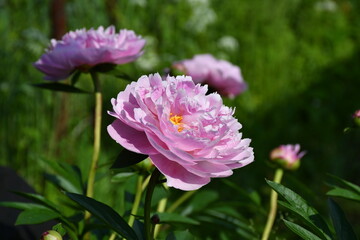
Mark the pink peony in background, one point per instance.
(189, 136)
(83, 49)
(222, 76)
(287, 156)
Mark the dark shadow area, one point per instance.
(10, 181)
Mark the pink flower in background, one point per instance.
(356, 117)
(83, 49)
(288, 156)
(220, 75)
(356, 114)
(189, 136)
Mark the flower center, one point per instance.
(176, 120)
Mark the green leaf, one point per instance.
(112, 69)
(121, 177)
(62, 183)
(59, 87)
(21, 205)
(38, 199)
(59, 228)
(68, 177)
(75, 78)
(298, 205)
(348, 184)
(253, 196)
(127, 158)
(342, 227)
(106, 214)
(35, 216)
(344, 193)
(176, 218)
(300, 231)
(180, 235)
(202, 200)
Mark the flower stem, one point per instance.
(97, 137)
(147, 209)
(273, 206)
(161, 208)
(136, 204)
(180, 201)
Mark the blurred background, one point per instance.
(300, 58)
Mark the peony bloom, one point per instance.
(287, 156)
(220, 75)
(83, 49)
(356, 117)
(51, 235)
(189, 136)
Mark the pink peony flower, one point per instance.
(83, 49)
(220, 75)
(189, 136)
(356, 117)
(287, 156)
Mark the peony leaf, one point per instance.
(68, 177)
(176, 218)
(180, 235)
(59, 87)
(300, 231)
(36, 215)
(298, 205)
(348, 184)
(62, 183)
(106, 214)
(75, 78)
(127, 158)
(38, 199)
(21, 205)
(344, 193)
(112, 69)
(121, 177)
(342, 227)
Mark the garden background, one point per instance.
(300, 58)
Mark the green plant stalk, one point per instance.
(180, 201)
(147, 209)
(273, 205)
(161, 208)
(137, 200)
(97, 139)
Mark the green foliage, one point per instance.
(312, 218)
(106, 214)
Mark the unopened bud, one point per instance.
(287, 156)
(155, 219)
(356, 117)
(51, 235)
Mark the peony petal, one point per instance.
(177, 176)
(130, 138)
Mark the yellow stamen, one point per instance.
(176, 120)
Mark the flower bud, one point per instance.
(155, 219)
(51, 235)
(287, 156)
(356, 117)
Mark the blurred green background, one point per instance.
(300, 58)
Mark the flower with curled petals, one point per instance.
(287, 156)
(189, 136)
(83, 49)
(220, 75)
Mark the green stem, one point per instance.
(147, 209)
(136, 204)
(161, 208)
(97, 137)
(180, 201)
(273, 206)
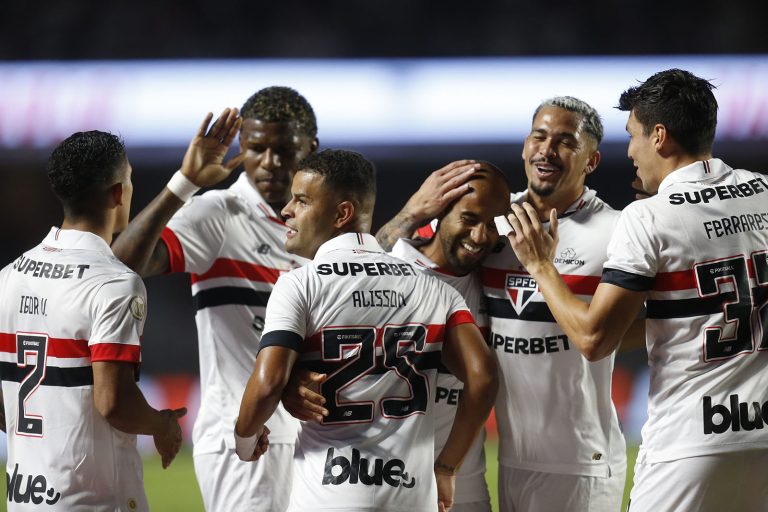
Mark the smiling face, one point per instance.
(558, 154)
(310, 214)
(467, 233)
(272, 152)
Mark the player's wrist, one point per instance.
(182, 187)
(445, 469)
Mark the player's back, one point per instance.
(62, 454)
(375, 325)
(707, 309)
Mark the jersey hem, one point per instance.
(601, 470)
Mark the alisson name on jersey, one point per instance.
(377, 299)
(722, 192)
(353, 269)
(47, 270)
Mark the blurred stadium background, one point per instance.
(413, 85)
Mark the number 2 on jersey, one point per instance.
(739, 312)
(36, 345)
(358, 347)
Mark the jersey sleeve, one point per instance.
(196, 233)
(118, 315)
(285, 324)
(632, 252)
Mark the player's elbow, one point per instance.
(483, 379)
(107, 403)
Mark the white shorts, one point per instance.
(521, 490)
(733, 481)
(471, 494)
(229, 484)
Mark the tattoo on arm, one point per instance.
(402, 225)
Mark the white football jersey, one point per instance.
(65, 304)
(233, 244)
(449, 388)
(554, 408)
(375, 324)
(700, 248)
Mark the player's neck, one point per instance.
(559, 201)
(102, 228)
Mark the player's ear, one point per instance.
(345, 212)
(116, 194)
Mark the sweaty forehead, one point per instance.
(255, 130)
(557, 120)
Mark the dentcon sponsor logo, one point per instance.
(361, 470)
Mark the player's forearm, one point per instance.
(584, 329)
(402, 225)
(137, 245)
(259, 403)
(476, 401)
(128, 411)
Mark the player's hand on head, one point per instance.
(168, 442)
(302, 398)
(203, 162)
(534, 245)
(440, 189)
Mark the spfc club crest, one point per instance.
(520, 288)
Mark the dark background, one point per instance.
(90, 30)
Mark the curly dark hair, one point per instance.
(348, 173)
(281, 104)
(679, 100)
(84, 160)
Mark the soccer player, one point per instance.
(560, 444)
(71, 318)
(377, 326)
(695, 253)
(231, 241)
(464, 235)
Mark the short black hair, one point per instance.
(348, 173)
(679, 100)
(279, 104)
(82, 161)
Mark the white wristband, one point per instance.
(502, 225)
(181, 187)
(245, 446)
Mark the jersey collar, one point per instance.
(245, 188)
(350, 241)
(697, 171)
(408, 250)
(584, 199)
(59, 238)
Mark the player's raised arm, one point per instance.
(262, 394)
(435, 194)
(595, 328)
(466, 355)
(119, 400)
(139, 246)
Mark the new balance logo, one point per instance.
(391, 472)
(735, 418)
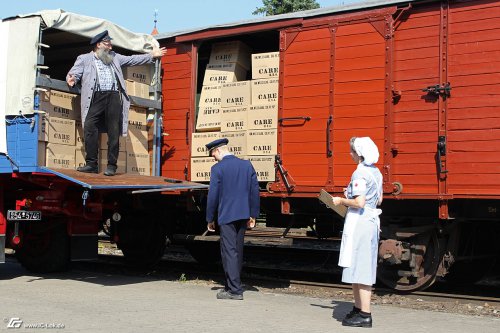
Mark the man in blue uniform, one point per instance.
(234, 196)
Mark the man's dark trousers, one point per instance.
(106, 108)
(231, 249)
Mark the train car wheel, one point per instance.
(45, 248)
(417, 273)
(142, 241)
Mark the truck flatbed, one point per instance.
(123, 181)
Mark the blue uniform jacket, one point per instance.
(233, 192)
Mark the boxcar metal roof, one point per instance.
(289, 16)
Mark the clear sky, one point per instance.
(138, 15)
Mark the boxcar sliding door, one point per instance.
(177, 86)
(305, 104)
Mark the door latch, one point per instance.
(441, 151)
(443, 90)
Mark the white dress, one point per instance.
(359, 247)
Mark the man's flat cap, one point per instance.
(103, 36)
(216, 144)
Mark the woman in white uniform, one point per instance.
(359, 247)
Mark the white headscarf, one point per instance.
(366, 148)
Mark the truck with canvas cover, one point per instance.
(49, 213)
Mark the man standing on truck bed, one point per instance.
(104, 100)
(234, 195)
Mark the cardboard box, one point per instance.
(200, 168)
(262, 142)
(62, 131)
(237, 142)
(264, 167)
(227, 52)
(138, 163)
(208, 119)
(236, 94)
(265, 65)
(141, 74)
(210, 96)
(265, 91)
(263, 116)
(42, 146)
(103, 142)
(43, 128)
(121, 163)
(222, 73)
(199, 140)
(60, 104)
(60, 156)
(137, 116)
(234, 119)
(137, 89)
(80, 157)
(137, 134)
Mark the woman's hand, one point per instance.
(337, 200)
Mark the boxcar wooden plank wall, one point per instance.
(474, 107)
(359, 79)
(177, 92)
(415, 115)
(306, 87)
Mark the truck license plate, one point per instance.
(24, 215)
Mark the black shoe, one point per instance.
(353, 312)
(222, 294)
(110, 170)
(87, 169)
(357, 321)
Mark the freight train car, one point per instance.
(421, 78)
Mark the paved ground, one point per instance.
(97, 302)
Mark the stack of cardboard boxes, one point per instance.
(138, 80)
(61, 140)
(57, 129)
(247, 115)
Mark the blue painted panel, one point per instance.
(22, 144)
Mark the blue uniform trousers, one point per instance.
(231, 250)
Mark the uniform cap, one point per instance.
(216, 144)
(103, 36)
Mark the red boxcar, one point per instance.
(421, 78)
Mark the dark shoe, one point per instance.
(353, 312)
(357, 321)
(110, 170)
(228, 295)
(87, 169)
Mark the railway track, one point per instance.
(301, 270)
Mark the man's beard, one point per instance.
(104, 55)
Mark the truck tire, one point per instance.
(45, 248)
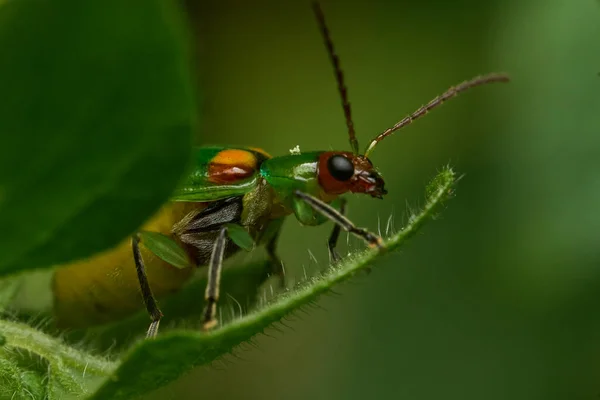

_EXERCISE:_ Please find every line in the data above that contains the word "trousers" and copy each of those lines.

_TASK SOLUTION:_
Mark the man's dark trousers, one point per instance.
Mark the blue uniform trousers, one point per instance.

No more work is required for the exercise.